**Short exercise**. Turn the part of the listing that opens with the line containing "Reviewer note: see that each instance of the side" and closes with the line containing "Target: side mirror" into a Markdown table with columns Row and Line. Give each non-blank line its own numbered row and skip any blank lines.
....
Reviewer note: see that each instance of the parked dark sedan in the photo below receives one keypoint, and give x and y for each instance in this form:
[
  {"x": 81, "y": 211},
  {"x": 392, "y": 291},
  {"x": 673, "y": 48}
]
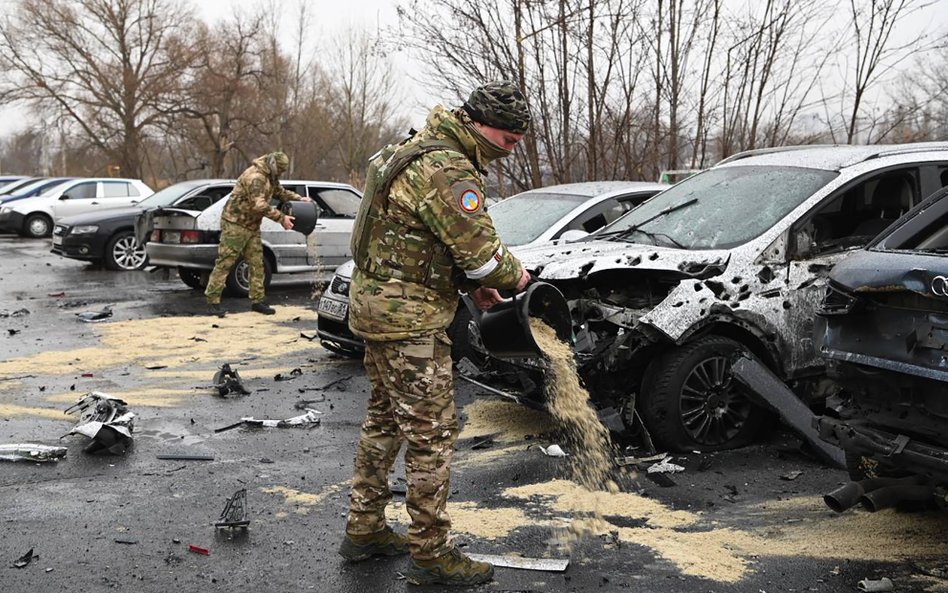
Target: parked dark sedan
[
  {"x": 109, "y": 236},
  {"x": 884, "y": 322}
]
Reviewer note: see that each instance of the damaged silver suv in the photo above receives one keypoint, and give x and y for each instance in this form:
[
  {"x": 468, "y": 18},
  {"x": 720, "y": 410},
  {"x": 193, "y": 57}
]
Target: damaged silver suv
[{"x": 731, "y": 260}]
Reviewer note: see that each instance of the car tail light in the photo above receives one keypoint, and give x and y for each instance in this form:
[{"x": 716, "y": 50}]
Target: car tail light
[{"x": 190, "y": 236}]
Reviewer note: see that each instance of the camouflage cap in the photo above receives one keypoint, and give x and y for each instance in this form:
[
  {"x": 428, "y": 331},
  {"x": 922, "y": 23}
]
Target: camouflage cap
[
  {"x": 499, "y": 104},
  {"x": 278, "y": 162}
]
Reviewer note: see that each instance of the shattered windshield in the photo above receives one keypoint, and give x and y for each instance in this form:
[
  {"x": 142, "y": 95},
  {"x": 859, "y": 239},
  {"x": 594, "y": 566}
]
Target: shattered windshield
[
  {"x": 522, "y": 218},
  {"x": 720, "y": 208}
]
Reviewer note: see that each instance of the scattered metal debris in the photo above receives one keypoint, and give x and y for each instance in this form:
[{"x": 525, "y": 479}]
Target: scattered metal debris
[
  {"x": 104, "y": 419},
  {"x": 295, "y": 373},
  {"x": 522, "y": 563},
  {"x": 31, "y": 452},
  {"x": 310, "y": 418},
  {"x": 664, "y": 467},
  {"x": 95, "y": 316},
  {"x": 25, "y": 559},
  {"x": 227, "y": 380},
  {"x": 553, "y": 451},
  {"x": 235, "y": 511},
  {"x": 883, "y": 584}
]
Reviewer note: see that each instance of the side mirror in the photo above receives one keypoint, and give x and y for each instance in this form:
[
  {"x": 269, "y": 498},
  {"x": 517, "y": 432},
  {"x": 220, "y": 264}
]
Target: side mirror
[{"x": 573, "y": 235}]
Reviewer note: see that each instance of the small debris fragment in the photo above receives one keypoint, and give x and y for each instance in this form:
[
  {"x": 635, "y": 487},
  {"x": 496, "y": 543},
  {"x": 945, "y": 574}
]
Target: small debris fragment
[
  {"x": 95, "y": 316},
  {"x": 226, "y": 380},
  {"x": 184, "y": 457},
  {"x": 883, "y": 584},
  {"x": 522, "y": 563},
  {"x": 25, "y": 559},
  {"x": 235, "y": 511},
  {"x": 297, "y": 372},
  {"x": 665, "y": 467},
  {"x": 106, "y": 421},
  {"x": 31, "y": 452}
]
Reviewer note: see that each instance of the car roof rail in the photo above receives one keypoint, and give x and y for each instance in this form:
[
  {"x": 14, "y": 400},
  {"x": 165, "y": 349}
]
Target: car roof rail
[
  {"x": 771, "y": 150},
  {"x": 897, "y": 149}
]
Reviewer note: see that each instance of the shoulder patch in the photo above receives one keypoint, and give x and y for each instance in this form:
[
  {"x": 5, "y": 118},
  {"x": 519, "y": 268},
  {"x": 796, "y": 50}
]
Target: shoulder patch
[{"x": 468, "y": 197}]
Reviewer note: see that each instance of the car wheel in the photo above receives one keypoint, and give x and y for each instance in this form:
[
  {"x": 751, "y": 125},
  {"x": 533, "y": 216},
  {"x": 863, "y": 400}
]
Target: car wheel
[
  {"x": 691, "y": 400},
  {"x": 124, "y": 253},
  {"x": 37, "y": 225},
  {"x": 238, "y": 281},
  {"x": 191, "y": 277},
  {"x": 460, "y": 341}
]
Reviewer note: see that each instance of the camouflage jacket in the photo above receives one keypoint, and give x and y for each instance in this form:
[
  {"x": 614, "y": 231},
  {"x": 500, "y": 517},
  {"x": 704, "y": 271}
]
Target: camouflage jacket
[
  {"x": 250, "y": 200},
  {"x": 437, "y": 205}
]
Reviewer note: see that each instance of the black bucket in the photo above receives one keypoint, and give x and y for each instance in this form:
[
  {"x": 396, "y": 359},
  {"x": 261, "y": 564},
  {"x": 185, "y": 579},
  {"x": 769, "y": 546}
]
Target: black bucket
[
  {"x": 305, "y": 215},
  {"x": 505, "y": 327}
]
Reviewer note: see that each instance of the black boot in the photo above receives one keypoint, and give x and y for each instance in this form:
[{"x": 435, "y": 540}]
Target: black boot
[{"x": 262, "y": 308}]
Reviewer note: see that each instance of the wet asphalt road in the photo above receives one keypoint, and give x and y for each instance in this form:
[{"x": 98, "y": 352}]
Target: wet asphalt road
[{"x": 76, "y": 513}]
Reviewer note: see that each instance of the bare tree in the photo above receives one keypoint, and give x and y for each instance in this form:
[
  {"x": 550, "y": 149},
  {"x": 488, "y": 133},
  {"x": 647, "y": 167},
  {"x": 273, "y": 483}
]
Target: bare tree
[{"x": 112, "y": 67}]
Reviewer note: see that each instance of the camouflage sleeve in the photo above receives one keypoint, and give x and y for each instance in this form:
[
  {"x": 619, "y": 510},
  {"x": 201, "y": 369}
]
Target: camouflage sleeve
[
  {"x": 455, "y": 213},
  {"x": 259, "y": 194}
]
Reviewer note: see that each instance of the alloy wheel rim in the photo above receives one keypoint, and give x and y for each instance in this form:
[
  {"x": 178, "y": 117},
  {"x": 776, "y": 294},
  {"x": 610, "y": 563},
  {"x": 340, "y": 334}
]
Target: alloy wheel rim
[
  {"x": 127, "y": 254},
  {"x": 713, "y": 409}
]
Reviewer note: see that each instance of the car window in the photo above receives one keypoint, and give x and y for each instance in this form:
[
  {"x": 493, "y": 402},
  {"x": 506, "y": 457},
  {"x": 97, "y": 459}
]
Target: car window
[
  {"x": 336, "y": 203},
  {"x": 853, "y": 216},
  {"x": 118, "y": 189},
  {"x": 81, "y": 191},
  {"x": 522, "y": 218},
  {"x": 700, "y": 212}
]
....
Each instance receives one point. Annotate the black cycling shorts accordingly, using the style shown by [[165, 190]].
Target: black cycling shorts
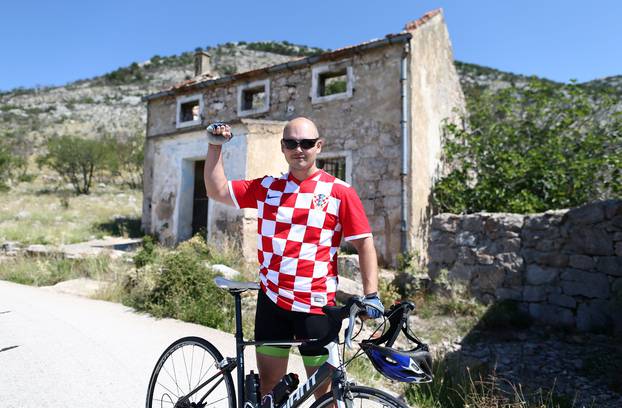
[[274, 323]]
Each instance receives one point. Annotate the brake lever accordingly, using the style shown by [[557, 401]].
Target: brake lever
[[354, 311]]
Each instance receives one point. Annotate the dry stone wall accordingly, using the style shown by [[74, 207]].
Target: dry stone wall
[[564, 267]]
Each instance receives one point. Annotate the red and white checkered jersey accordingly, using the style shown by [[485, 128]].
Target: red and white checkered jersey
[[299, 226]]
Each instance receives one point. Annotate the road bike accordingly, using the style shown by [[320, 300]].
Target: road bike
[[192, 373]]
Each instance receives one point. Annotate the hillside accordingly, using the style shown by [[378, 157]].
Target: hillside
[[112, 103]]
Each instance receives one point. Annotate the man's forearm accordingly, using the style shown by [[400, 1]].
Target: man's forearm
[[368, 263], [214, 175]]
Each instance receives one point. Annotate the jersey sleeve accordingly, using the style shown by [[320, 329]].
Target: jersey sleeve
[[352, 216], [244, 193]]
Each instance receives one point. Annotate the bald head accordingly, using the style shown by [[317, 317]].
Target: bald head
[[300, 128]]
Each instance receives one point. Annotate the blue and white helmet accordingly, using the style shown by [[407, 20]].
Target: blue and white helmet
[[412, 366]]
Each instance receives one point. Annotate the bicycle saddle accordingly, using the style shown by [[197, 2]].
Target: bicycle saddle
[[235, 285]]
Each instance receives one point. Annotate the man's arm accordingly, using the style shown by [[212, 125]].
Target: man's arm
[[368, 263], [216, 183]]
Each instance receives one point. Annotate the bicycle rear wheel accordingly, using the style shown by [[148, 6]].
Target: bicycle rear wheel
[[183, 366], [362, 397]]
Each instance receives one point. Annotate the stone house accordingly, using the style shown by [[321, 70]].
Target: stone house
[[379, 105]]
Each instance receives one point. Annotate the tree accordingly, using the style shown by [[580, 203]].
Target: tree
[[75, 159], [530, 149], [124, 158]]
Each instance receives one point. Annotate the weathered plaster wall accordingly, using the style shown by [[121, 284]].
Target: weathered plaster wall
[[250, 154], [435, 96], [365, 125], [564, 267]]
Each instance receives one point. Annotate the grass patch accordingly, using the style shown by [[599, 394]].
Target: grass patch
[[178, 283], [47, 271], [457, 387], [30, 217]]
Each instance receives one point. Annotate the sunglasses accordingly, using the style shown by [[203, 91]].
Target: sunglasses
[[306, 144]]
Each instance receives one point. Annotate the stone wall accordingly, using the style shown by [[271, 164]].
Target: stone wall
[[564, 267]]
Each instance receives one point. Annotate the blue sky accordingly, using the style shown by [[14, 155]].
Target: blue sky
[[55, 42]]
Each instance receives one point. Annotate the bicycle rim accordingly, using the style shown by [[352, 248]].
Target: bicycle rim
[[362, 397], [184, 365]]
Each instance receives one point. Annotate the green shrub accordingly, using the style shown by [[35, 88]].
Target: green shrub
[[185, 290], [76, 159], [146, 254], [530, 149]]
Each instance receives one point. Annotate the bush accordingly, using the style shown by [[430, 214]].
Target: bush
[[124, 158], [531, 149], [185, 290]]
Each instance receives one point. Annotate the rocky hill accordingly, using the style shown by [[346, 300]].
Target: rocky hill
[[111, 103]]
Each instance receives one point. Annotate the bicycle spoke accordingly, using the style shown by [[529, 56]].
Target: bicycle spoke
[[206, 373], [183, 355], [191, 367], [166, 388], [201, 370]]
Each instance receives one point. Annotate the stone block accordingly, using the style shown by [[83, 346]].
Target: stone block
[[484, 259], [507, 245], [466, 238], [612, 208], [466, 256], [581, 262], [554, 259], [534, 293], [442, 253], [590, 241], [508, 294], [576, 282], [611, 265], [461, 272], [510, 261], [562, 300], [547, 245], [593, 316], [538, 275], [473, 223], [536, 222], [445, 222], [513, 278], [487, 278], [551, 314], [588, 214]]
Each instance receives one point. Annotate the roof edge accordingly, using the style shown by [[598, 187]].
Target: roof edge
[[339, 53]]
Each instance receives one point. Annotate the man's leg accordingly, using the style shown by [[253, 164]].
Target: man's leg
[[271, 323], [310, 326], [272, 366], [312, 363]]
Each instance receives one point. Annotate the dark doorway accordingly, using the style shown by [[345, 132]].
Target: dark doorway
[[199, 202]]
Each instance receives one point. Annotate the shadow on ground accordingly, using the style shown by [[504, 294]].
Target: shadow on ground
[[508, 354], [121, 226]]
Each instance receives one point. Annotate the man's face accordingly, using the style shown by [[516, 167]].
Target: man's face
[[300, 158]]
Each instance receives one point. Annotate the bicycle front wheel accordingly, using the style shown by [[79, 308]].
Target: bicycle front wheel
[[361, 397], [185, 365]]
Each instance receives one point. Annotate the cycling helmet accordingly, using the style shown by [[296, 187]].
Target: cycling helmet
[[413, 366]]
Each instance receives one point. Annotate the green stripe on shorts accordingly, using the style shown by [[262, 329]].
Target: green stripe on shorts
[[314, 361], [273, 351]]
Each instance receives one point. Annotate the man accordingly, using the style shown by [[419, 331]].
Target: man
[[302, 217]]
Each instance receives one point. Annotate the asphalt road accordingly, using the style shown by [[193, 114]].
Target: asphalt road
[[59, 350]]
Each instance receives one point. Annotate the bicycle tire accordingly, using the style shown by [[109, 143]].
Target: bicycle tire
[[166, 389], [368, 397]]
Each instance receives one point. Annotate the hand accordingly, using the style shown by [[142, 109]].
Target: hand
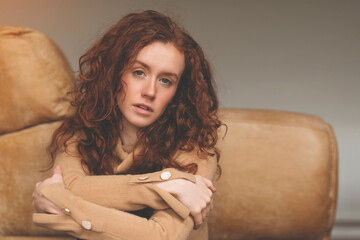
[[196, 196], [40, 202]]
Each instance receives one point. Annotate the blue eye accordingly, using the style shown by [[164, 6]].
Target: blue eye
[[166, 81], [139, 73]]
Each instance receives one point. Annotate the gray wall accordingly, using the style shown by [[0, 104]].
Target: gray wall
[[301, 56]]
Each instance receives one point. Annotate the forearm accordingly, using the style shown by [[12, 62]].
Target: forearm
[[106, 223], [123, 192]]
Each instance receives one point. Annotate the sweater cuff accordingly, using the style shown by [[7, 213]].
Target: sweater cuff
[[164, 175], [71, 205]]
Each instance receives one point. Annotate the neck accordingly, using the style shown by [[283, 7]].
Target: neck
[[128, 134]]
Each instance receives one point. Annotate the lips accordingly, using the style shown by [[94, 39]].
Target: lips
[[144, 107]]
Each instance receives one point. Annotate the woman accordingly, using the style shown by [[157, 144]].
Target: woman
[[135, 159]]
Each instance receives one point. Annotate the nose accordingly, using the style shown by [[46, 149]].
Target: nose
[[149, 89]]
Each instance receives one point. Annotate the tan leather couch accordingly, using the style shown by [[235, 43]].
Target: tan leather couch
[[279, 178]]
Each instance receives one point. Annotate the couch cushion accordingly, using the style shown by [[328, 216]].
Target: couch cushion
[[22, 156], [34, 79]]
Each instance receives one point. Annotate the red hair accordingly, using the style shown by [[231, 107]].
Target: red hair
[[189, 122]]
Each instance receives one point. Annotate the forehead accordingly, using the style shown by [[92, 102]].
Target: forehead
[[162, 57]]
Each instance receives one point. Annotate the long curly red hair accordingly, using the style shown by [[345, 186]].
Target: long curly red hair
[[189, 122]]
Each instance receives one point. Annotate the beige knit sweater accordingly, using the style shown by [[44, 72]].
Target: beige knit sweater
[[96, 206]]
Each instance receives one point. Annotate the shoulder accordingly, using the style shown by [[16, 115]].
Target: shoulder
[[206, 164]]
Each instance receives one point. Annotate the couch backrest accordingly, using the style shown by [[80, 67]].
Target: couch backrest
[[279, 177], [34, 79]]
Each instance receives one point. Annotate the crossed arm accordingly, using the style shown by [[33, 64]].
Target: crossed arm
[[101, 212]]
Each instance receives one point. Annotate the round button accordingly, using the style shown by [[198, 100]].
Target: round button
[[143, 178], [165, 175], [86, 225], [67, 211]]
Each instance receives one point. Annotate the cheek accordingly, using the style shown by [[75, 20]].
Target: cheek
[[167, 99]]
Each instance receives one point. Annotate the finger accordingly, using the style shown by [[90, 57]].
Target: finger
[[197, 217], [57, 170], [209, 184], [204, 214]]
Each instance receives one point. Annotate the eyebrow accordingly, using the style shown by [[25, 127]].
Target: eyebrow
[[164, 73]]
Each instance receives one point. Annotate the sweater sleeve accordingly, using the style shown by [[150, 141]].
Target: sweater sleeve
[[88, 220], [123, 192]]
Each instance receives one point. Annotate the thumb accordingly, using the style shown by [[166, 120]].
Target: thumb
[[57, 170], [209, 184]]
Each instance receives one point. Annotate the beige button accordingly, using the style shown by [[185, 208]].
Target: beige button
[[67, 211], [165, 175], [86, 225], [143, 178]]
....
**Complete response**.
| Row | Line |
|---|---|
| 1 | Reviewer note: see that each instance of the side mirror in the photo above receives one keypoint, and give x and y for each instance in this form: |
| 2 | [ |
| 3 |   {"x": 269, "y": 498}, |
| 4 |   {"x": 517, "y": 432}, |
| 5 |   {"x": 220, "y": 264} |
| 6 | ] |
| 7 | Target: side mirror |